- _PROBLEM REQUIREMENTS_: Copy everything from the line containing "Target: window lattice" down to the end of the entries, requests included, and give only those lines. Scale each point coordinate in the answers by 0.25, rounding to whole numbers with halves going up; leave the requests and their format samples unchanged, and omit the pictures.

— start —

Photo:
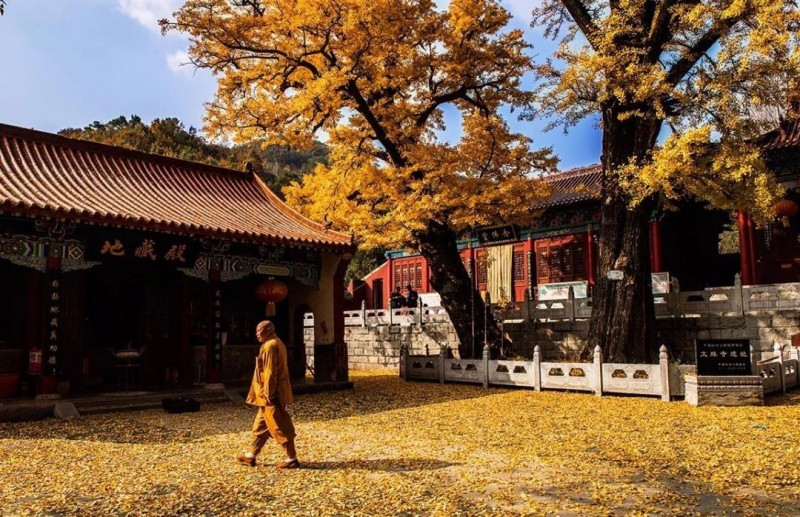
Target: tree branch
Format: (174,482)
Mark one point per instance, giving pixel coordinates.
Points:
(582,18)
(700,48)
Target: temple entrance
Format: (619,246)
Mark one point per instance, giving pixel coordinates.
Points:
(20,318)
(133,328)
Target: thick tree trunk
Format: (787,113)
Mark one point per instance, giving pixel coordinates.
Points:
(463,303)
(623,316)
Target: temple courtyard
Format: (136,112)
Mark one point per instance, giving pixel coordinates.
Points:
(394,448)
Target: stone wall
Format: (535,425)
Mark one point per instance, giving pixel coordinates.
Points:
(379,346)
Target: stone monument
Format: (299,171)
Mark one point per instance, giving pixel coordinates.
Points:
(724,375)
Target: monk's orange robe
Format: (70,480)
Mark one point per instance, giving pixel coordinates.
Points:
(270,385)
(270,390)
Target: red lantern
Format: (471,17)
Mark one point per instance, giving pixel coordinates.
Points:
(271,292)
(785,208)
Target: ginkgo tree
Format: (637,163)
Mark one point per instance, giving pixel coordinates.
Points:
(377,77)
(677,85)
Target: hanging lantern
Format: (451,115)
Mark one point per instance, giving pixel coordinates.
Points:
(785,208)
(271,292)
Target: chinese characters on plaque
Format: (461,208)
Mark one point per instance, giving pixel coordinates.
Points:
(144,248)
(723,357)
(495,235)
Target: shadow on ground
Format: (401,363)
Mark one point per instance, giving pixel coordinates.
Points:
(379,465)
(371,394)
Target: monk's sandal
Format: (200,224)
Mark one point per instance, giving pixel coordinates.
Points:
(244,459)
(288,464)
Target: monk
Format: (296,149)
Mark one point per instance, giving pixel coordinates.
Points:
(270,391)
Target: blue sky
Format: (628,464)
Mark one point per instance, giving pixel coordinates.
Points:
(67,63)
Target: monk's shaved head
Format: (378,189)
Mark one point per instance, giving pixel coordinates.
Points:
(265,330)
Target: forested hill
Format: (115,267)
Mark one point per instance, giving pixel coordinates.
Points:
(277,165)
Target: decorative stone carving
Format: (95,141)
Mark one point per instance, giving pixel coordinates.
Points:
(710,390)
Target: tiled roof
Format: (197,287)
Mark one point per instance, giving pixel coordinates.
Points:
(787,134)
(573,186)
(42,174)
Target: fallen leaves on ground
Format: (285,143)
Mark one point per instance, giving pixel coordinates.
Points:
(394,448)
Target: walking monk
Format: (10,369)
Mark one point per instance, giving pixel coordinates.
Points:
(270,391)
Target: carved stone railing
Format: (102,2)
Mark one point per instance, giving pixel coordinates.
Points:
(595,377)
(736,300)
(661,380)
(780,372)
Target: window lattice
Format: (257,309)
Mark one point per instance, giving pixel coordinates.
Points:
(518,265)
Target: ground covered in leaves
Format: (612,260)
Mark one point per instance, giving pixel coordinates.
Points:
(394,448)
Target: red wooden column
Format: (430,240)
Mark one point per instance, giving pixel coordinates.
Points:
(655,247)
(390,287)
(529,270)
(426,276)
(215,335)
(744,249)
(471,266)
(340,347)
(184,349)
(751,236)
(590,256)
(52,328)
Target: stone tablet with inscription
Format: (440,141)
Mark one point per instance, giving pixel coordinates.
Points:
(723,357)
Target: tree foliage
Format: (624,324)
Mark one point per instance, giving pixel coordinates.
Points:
(377,77)
(278,165)
(702,68)
(705,68)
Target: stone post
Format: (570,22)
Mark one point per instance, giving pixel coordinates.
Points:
(527,305)
(403,362)
(598,371)
(778,349)
(737,300)
(570,304)
(485,366)
(663,364)
(363,313)
(442,357)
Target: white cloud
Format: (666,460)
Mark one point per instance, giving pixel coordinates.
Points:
(148,12)
(521,9)
(178,62)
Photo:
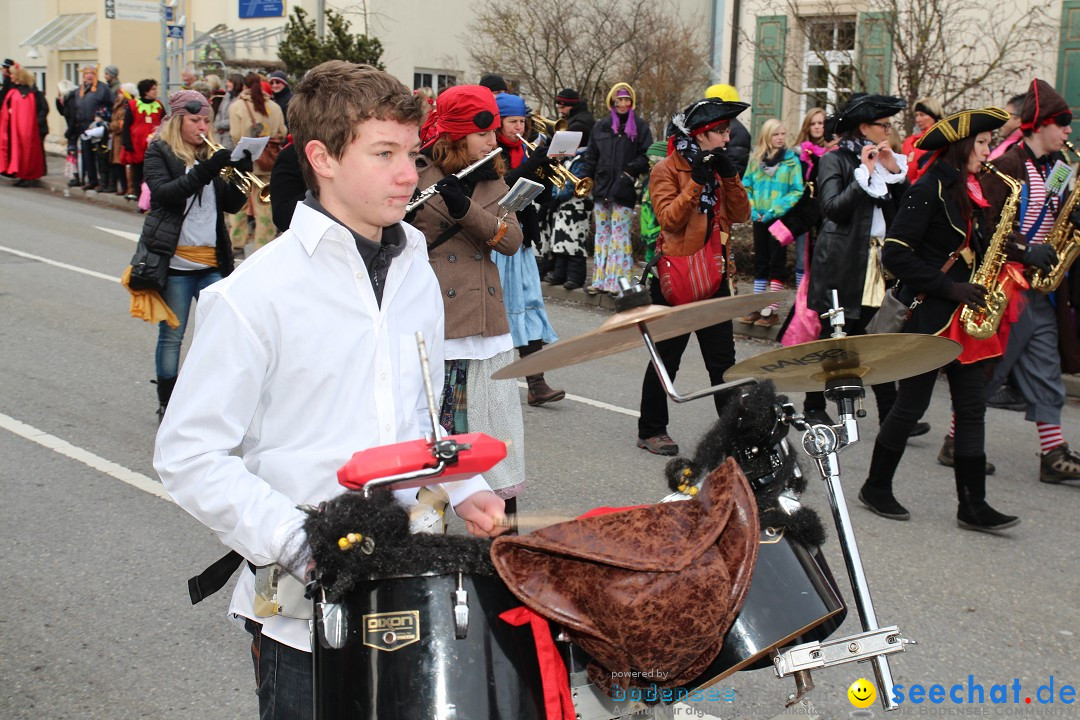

— end —

- _WORKED ANSWER_:
Target: window lattice
Format: (257,309)
Mark one point per instance, giving pixel coordinates.
Points:
(130,66)
Target: ground covered in leaves
Format: (612,260)
Mark one point per instance, giving pixel coordinates.
Points:
(99,112)
Target: red wooden column
Format: (430,240)
Mark one point per instance, giving pixel coordinates.
Points:
(164,62)
(98,72)
(132,68)
(107,69)
(54,84)
(186,62)
(118,67)
(85,87)
(46,87)
(188,59)
(148,64)
(13,82)
Target: stone tablet with inscription
Format: (440,141)
Mark one point per instance, giving pixel coordinates.
Points:
(181,89)
Target: tree foliage
Format: (624,324)
Mark one point per instance, giving pixel coordinates.
Points:
(94,19)
(70,41)
(176,17)
(176,17)
Target: stone post
Format: (570,22)
Mark one point per instance, giving pixel coordinates.
Points:
(132,76)
(101,91)
(150,93)
(195,87)
(184,75)
(143,76)
(121,92)
(166,91)
(91,78)
(111,89)
Target: white cloud
Format: (666,460)
Mark one point per instance, giving pixel coordinates.
Points:
(37,3)
(130,2)
(45,16)
Photo:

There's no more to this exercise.